• Records supplied
= Beginning of Section =
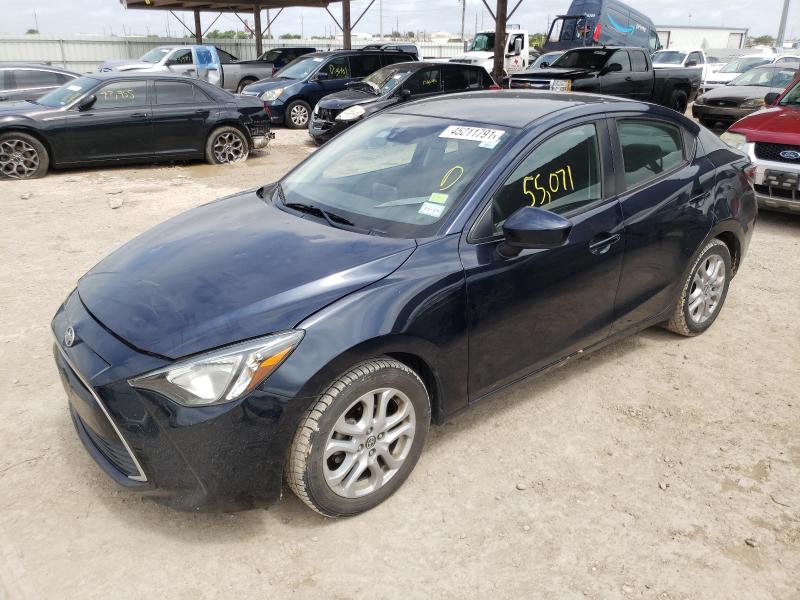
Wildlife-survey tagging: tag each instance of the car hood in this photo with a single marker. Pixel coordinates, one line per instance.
(228, 271)
(737, 92)
(347, 98)
(777, 125)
= End of Section =
• Aim of the task
Write the listing above out again exactly, but not the images it holds.

• Final answer
Wildlife-survey tagging: tag each instance of the car hood in this photo with a single marker. Pixel coordinates, one line per instance.
(228, 271)
(737, 92)
(347, 98)
(777, 125)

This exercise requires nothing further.